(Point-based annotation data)
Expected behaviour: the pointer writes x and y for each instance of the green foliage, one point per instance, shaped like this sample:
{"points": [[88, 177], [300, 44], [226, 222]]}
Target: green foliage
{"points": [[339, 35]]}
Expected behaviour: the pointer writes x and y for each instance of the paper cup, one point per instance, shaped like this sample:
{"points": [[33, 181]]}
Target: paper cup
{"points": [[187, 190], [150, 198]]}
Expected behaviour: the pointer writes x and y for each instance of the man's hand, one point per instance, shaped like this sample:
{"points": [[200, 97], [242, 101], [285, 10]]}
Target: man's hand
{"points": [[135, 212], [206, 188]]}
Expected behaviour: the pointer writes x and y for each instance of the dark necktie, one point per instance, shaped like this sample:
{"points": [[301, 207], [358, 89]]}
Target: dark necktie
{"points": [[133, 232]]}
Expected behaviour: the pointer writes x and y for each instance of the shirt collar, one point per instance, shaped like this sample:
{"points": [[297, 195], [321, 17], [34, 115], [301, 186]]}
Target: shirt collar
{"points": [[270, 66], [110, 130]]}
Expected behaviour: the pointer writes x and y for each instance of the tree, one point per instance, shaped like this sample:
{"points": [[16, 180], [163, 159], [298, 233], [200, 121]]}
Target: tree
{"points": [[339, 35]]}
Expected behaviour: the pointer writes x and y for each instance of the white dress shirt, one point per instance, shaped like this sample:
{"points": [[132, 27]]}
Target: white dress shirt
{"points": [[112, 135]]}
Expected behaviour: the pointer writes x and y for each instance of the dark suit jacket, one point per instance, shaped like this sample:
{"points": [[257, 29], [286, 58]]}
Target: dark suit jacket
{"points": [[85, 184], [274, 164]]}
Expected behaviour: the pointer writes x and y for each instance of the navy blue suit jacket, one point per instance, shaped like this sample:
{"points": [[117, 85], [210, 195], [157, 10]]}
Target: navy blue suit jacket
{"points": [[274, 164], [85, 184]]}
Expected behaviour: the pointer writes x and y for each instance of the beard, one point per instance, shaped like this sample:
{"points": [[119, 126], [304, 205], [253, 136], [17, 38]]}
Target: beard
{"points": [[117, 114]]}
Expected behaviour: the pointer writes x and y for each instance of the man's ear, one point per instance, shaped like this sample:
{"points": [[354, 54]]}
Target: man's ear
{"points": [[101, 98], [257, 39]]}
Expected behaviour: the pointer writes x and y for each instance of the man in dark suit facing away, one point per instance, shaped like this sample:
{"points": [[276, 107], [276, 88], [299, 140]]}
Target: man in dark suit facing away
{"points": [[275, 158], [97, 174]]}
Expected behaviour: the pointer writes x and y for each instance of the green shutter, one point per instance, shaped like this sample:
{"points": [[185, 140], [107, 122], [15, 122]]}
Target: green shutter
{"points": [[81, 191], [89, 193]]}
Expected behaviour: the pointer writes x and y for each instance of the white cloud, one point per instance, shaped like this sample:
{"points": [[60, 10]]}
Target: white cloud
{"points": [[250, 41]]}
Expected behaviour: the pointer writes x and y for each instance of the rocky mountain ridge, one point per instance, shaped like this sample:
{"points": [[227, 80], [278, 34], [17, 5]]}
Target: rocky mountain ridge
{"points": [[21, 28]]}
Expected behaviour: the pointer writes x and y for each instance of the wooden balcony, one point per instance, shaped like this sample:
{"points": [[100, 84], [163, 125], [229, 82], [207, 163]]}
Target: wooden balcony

(REQUIRED WORK): Return every one of the entries above without any change.

(ANSWER TO THE TASK):
Expected behaviour: the pointer writes x and y for each instance of the green foliage, one point per instance, shaped like this sample:
{"points": [[88, 177], [300, 44], [226, 222]]}
Target: green foliage
{"points": [[339, 35]]}
Expected behaviour: the pointer writes x and y for each instance of the paper cup, one point per instance, shaped like this sample:
{"points": [[33, 181]]}
Target: paper cup
{"points": [[187, 190], [150, 198]]}
Expected behaviour: the pointer writes x and y for each instance of the man's hand, one point per instance, shaped like this sample:
{"points": [[200, 97], [242, 101], [285, 10]]}
Target: man's hand
{"points": [[135, 212], [206, 188]]}
Expected behaviour: the pointer writes x and y for each instance of the dark necktie, one point per instance, shaped like this sample:
{"points": [[301, 207], [358, 89]]}
Target: dark necktie
{"points": [[133, 232]]}
Expected behaviour: the pointer writes x and y for each instance of the shirt collar, one point per instance, shaped like this sample:
{"points": [[297, 195], [321, 17], [34, 115], [301, 186]]}
Target: shirt collar
{"points": [[270, 66], [110, 130]]}
Expected behaviour: the pointer writes x and y for each instance of the tree, one point per instance, shaped like this sample:
{"points": [[16, 180], [163, 159], [298, 233], [200, 121]]}
Target: tree
{"points": [[339, 35]]}
Expected behaviour: the pointer writes x and y for each instance of the white dress shirt, one point per instance, shaped like this sample:
{"points": [[132, 27]]}
Target: white dress shirt
{"points": [[112, 135]]}
Expected behaviour: the pointer writes x and y for each instance of the dark suit jacket, one point per instance, shaped like this sample:
{"points": [[257, 29], [286, 58]]}
Target: dark suit jacket
{"points": [[85, 184], [274, 164]]}
Expected behaviour: the pointer writes x and y for each instance of the navy blue suit jacket, one point per instance, shaped like this sample:
{"points": [[117, 85], [210, 195], [157, 10]]}
Target: navy blue suit jacket
{"points": [[274, 164], [85, 184]]}
Expected behaviour: the pointer writes x and y for each instance of the beard, one point per instance, shaped like this sample:
{"points": [[119, 126], [304, 205], [253, 136], [17, 38]]}
Target: beard
{"points": [[117, 114]]}
Expected behaviour: the pointer writes x and y for each instance of the man's ear, one point per instance, shaped like this sample:
{"points": [[354, 54]]}
Target: man's ear
{"points": [[101, 98], [257, 39]]}
Expected behaviour: the pointer writes x and y for each instance of the man in dark suit facing away, one point per instance, shaped like this sample:
{"points": [[276, 107], [276, 88], [299, 140]]}
Target: man in dark suit facing away
{"points": [[275, 158], [97, 174]]}
Expected behaviour: the pointer writes x and y for each instance of the green shutter, one point per instance, shaped like this sample:
{"points": [[185, 140], [107, 122], [15, 122]]}
Target: green shutter
{"points": [[81, 191], [89, 193]]}
Expected behaviour: the pointer writes x and y for each instance of the white cloud, one point per instance, shaped like this sample:
{"points": [[60, 10]]}
Target: white cloud
{"points": [[250, 41]]}
Expected behaviour: the pointer writes x and y for each instance of the rocky mountain ridge, one point per instance, shaped like this sample:
{"points": [[227, 80], [278, 34], [17, 5]]}
Target: rocky mountain ridge
{"points": [[21, 28]]}
Expected behaviour: the pointer writes x and y for each instance of the wooden balcony, one point per instance, shaped like this sample:
{"points": [[100, 84], [163, 125], [229, 82], [207, 163]]}
Target: wooden balcony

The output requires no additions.